Rows from a dataset:
>> Begin
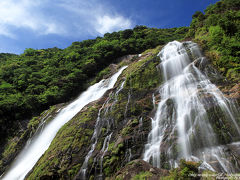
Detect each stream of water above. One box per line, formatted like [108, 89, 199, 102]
[143, 41, 240, 173]
[0, 66, 126, 180]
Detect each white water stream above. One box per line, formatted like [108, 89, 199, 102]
[0, 66, 126, 180]
[143, 41, 240, 173]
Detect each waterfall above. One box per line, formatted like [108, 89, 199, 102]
[143, 41, 240, 173]
[75, 80, 125, 180]
[1, 66, 126, 180]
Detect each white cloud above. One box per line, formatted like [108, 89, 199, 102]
[95, 15, 132, 34]
[0, 0, 64, 38]
[0, 0, 132, 38]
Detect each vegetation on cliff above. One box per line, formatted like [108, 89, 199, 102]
[187, 0, 240, 81]
[0, 0, 240, 179]
[0, 26, 188, 144]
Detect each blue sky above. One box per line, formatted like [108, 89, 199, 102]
[0, 0, 218, 54]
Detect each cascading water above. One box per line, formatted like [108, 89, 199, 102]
[143, 41, 240, 173]
[75, 80, 125, 180]
[1, 66, 126, 180]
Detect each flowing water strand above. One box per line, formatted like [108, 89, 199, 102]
[143, 41, 240, 173]
[1, 66, 126, 180]
[75, 66, 127, 180]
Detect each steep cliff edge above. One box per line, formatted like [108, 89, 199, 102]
[0, 41, 236, 179]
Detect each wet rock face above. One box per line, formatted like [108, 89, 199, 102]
[0, 104, 64, 174]
[2, 41, 240, 180]
[110, 159, 169, 180]
[22, 47, 160, 179]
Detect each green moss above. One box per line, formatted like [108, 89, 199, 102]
[163, 159, 200, 180]
[131, 171, 152, 180]
[28, 106, 98, 179]
[121, 126, 131, 136]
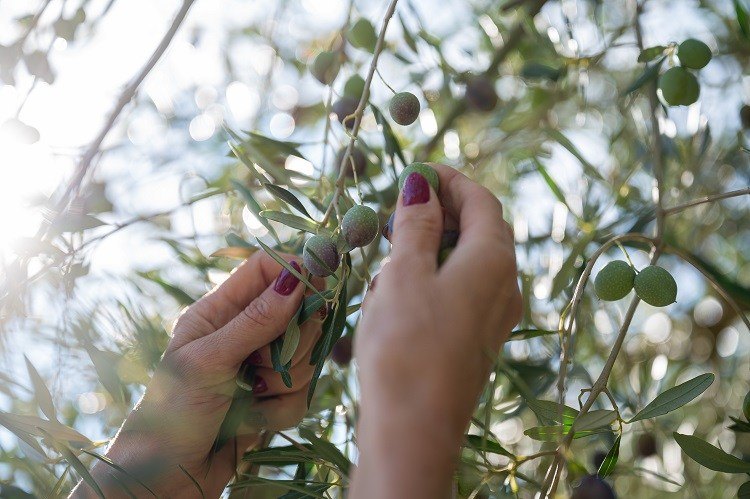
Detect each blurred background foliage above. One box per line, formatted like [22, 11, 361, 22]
[0, 0, 750, 498]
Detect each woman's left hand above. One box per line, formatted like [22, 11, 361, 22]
[73, 251, 322, 497]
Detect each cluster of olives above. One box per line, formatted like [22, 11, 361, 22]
[383, 163, 459, 265]
[659, 38, 711, 106]
[594, 260, 677, 307]
[302, 205, 380, 277]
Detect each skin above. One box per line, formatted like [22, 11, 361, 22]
[349, 165, 522, 499]
[71, 251, 322, 498]
[72, 165, 521, 499]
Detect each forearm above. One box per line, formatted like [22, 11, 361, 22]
[350, 408, 461, 499]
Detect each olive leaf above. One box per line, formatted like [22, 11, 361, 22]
[672, 432, 750, 473]
[263, 182, 312, 220]
[638, 45, 667, 62]
[259, 210, 319, 234]
[597, 435, 622, 478]
[232, 180, 281, 244]
[628, 373, 715, 423]
[23, 355, 57, 421]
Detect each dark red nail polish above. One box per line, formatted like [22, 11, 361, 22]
[273, 262, 302, 296]
[403, 172, 430, 206]
[253, 376, 268, 394]
[247, 350, 263, 366]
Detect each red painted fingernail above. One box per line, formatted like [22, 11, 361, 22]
[273, 262, 302, 296]
[247, 350, 263, 366]
[404, 172, 430, 206]
[253, 376, 268, 394]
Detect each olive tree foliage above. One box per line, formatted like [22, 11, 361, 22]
[0, 0, 750, 497]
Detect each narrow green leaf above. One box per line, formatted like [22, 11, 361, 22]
[507, 328, 557, 341]
[279, 305, 302, 364]
[260, 210, 320, 234]
[224, 232, 254, 248]
[464, 435, 513, 457]
[672, 432, 750, 473]
[574, 409, 617, 431]
[307, 274, 347, 407]
[623, 57, 666, 95]
[23, 355, 57, 421]
[527, 400, 578, 426]
[299, 426, 351, 476]
[523, 426, 610, 442]
[263, 182, 313, 220]
[232, 180, 281, 244]
[298, 289, 334, 326]
[209, 246, 258, 260]
[628, 373, 715, 423]
[734, 0, 750, 40]
[256, 238, 323, 297]
[638, 45, 667, 62]
[597, 435, 622, 478]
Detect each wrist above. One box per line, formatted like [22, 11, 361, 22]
[352, 407, 462, 499]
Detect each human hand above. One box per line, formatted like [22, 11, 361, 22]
[352, 165, 522, 498]
[73, 251, 322, 497]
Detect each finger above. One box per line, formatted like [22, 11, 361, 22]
[251, 362, 315, 399]
[182, 251, 293, 336]
[196, 261, 304, 369]
[242, 313, 324, 368]
[391, 173, 443, 273]
[237, 383, 310, 435]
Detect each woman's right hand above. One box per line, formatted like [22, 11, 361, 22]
[352, 165, 522, 498]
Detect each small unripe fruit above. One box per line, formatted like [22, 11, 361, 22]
[346, 19, 378, 52]
[740, 104, 750, 128]
[636, 433, 656, 457]
[466, 76, 497, 111]
[302, 234, 341, 277]
[344, 75, 365, 102]
[341, 204, 380, 248]
[677, 38, 711, 69]
[310, 51, 341, 85]
[388, 92, 419, 125]
[331, 336, 354, 366]
[594, 260, 635, 301]
[398, 163, 440, 192]
[634, 265, 677, 307]
[659, 67, 701, 106]
[383, 211, 396, 241]
[335, 147, 367, 179]
[571, 475, 615, 499]
[331, 97, 359, 130]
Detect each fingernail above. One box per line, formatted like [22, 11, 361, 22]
[273, 262, 302, 296]
[253, 376, 268, 394]
[404, 172, 430, 206]
[247, 350, 263, 366]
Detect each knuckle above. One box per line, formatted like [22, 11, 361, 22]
[242, 296, 273, 329]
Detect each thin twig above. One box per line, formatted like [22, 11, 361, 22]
[664, 187, 750, 216]
[320, 0, 406, 227]
[40, 0, 195, 236]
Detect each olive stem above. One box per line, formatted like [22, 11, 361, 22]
[320, 0, 398, 227]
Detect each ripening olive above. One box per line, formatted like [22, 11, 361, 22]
[398, 163, 440, 192]
[388, 92, 419, 125]
[302, 234, 341, 277]
[341, 204, 380, 248]
[633, 265, 677, 307]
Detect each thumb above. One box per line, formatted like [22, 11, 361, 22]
[391, 172, 443, 270]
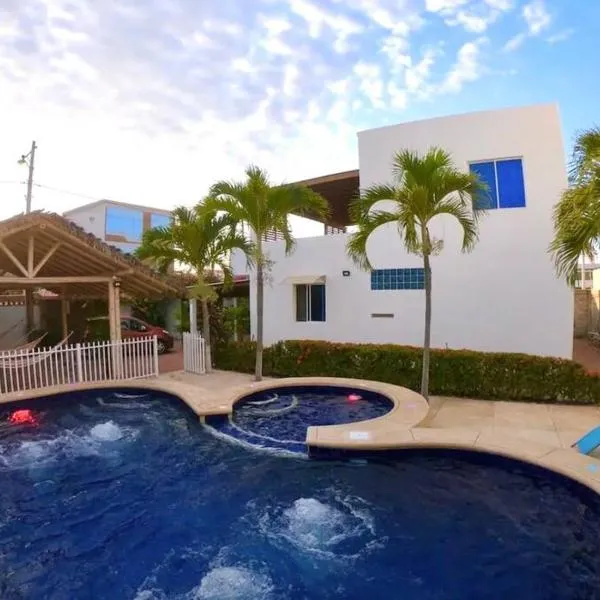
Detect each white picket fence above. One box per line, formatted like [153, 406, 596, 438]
[183, 331, 206, 375]
[0, 336, 158, 394]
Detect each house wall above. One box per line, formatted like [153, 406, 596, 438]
[250, 105, 573, 357]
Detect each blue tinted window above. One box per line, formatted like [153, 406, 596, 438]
[496, 158, 525, 208]
[469, 162, 498, 210]
[110, 242, 138, 254]
[371, 269, 425, 290]
[150, 213, 171, 229]
[106, 206, 144, 242]
[295, 284, 326, 321]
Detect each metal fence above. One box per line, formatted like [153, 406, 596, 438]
[183, 331, 206, 375]
[0, 336, 158, 394]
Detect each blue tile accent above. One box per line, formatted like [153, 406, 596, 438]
[496, 158, 525, 208]
[371, 269, 425, 290]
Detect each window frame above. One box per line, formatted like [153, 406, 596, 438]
[292, 283, 327, 323]
[467, 156, 527, 210]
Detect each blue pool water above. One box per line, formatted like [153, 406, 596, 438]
[0, 392, 600, 600]
[207, 386, 394, 453]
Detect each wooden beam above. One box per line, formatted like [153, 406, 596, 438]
[27, 233, 35, 277]
[31, 242, 60, 277]
[0, 276, 115, 289]
[0, 241, 29, 277]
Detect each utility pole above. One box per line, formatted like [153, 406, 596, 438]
[19, 140, 37, 334]
[19, 140, 37, 214]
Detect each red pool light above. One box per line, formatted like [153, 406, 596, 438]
[8, 409, 37, 425]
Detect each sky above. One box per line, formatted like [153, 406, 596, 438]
[0, 0, 600, 229]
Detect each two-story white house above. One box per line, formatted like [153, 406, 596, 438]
[64, 200, 171, 254]
[233, 105, 573, 358]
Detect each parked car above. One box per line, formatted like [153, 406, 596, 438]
[84, 317, 174, 354]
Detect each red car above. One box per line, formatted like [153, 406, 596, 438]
[86, 317, 174, 354]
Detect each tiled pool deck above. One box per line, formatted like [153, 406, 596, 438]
[2, 371, 600, 493]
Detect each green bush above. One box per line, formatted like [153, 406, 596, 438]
[215, 341, 600, 404]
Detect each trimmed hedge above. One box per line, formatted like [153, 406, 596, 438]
[215, 340, 600, 404]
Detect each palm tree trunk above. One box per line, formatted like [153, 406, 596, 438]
[254, 243, 265, 381]
[202, 300, 212, 373]
[421, 250, 431, 401]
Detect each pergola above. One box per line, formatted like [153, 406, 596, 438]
[0, 211, 185, 340]
[294, 169, 360, 233]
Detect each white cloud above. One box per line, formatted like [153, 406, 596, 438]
[547, 28, 575, 44]
[523, 0, 552, 35]
[502, 0, 560, 52]
[502, 33, 527, 52]
[440, 39, 485, 93]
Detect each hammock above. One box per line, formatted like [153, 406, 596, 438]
[0, 332, 73, 369]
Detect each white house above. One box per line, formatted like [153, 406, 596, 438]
[233, 105, 573, 358]
[64, 200, 171, 254]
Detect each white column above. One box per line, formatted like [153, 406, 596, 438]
[189, 298, 198, 333]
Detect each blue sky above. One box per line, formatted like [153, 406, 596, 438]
[0, 0, 600, 218]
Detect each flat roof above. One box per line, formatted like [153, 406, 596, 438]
[63, 199, 171, 217]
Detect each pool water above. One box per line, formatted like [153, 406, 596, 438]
[0, 391, 600, 600]
[207, 386, 394, 453]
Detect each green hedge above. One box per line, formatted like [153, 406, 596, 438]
[215, 341, 600, 404]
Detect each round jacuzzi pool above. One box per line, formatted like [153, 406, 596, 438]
[0, 390, 600, 600]
[206, 385, 394, 453]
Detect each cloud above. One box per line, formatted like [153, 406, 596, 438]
[546, 28, 575, 44]
[502, 0, 560, 52]
[440, 38, 487, 93]
[523, 0, 552, 35]
[0, 0, 539, 216]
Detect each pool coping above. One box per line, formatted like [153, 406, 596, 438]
[0, 377, 600, 495]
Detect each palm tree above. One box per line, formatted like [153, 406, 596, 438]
[136, 204, 251, 371]
[347, 148, 486, 398]
[550, 127, 600, 283]
[205, 166, 329, 381]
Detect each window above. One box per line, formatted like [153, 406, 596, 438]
[294, 283, 325, 321]
[371, 269, 425, 291]
[469, 158, 525, 210]
[106, 206, 144, 242]
[150, 213, 171, 229]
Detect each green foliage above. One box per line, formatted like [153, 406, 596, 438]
[550, 127, 600, 284]
[215, 341, 600, 404]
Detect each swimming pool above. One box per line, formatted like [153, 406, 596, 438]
[0, 391, 600, 600]
[206, 385, 394, 453]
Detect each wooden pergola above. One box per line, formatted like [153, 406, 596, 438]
[0, 211, 185, 340]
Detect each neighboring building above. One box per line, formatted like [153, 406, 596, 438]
[233, 105, 573, 358]
[64, 200, 171, 254]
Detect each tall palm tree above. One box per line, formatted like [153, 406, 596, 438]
[205, 166, 329, 381]
[550, 127, 600, 283]
[136, 204, 251, 371]
[347, 148, 486, 398]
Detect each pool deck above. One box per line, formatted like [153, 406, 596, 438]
[0, 371, 600, 494]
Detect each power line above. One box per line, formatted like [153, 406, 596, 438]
[33, 183, 102, 200]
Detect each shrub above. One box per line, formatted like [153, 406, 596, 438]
[215, 340, 600, 404]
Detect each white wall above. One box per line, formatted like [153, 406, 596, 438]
[67, 203, 106, 240]
[251, 105, 573, 357]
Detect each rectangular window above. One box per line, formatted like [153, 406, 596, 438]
[106, 206, 144, 242]
[469, 158, 525, 210]
[294, 283, 325, 321]
[371, 269, 425, 291]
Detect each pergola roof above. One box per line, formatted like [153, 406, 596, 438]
[294, 169, 359, 227]
[0, 211, 185, 299]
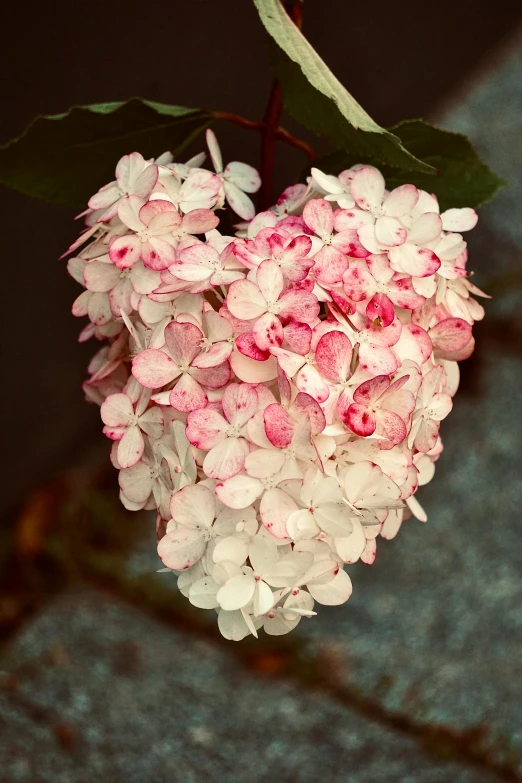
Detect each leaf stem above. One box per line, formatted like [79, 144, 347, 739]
[208, 111, 317, 160]
[259, 79, 283, 210]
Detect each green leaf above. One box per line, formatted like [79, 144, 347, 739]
[0, 98, 212, 207]
[254, 0, 431, 172]
[307, 120, 507, 210]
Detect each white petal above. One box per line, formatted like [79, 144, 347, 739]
[216, 573, 256, 612]
[188, 576, 219, 609]
[170, 484, 216, 528]
[158, 526, 206, 571]
[308, 569, 352, 606]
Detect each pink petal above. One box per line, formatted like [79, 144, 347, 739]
[271, 347, 306, 378]
[118, 462, 154, 503]
[441, 207, 478, 233]
[203, 438, 249, 480]
[191, 342, 233, 370]
[223, 180, 256, 220]
[230, 351, 277, 383]
[414, 419, 439, 454]
[394, 324, 433, 366]
[334, 207, 375, 232]
[388, 277, 426, 310]
[408, 212, 442, 247]
[307, 568, 353, 606]
[254, 260, 284, 304]
[332, 230, 370, 258]
[303, 198, 334, 238]
[389, 248, 440, 277]
[87, 182, 121, 209]
[343, 402, 376, 437]
[359, 343, 399, 375]
[141, 237, 176, 271]
[83, 259, 121, 293]
[351, 168, 384, 210]
[375, 408, 407, 444]
[190, 364, 232, 396]
[315, 331, 352, 383]
[282, 234, 312, 264]
[278, 289, 320, 324]
[283, 321, 312, 356]
[109, 234, 141, 269]
[236, 334, 270, 362]
[314, 245, 350, 285]
[253, 313, 284, 351]
[221, 383, 258, 427]
[291, 392, 326, 435]
[165, 321, 203, 366]
[375, 215, 408, 247]
[366, 294, 395, 327]
[226, 280, 266, 321]
[263, 402, 295, 449]
[382, 185, 419, 217]
[361, 538, 377, 565]
[139, 407, 163, 439]
[353, 375, 390, 405]
[186, 408, 228, 451]
[132, 348, 180, 389]
[429, 318, 472, 352]
[343, 266, 377, 302]
[158, 527, 206, 571]
[295, 364, 330, 402]
[170, 484, 216, 529]
[259, 487, 298, 538]
[117, 425, 145, 469]
[216, 574, 256, 612]
[100, 394, 134, 427]
[223, 160, 261, 193]
[132, 163, 159, 198]
[216, 474, 264, 509]
[116, 152, 144, 192]
[169, 373, 208, 413]
[182, 209, 219, 234]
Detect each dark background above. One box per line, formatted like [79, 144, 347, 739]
>> End
Arrange the entries from the line containing "Detect each white wall" to the line containing "[259, 79, 283, 210]", inclusive, as a Markdown table with the columns Row and Text, numbering each line in order. Omit blank lines and leave out the pictures.

● Response below
| Row | Text |
|---|---|
| 1 | Detect each white wall above. One box per line, formatted like [153, 406, 596, 438] |
| 2 | [67, 203, 106, 240] |
| 3 | [251, 105, 573, 357] |
| 4 | Detect each rectangular window above. One box per line, formatted like [153, 406, 596, 438] |
| 5 | [106, 206, 144, 242] |
| 6 | [469, 158, 525, 210] |
| 7 | [294, 283, 325, 321] |
| 8 | [371, 269, 425, 291] |
| 9 | Detect each pergola roof above. One box per line, formatted like [153, 406, 596, 438] |
| 10 | [294, 169, 359, 227] |
| 11 | [0, 211, 185, 299] |
| 12 | Detect each leaf stem above. One box per line, formatted like [79, 144, 347, 739] |
| 13 | [208, 111, 317, 160] |
| 14 | [259, 79, 283, 210] |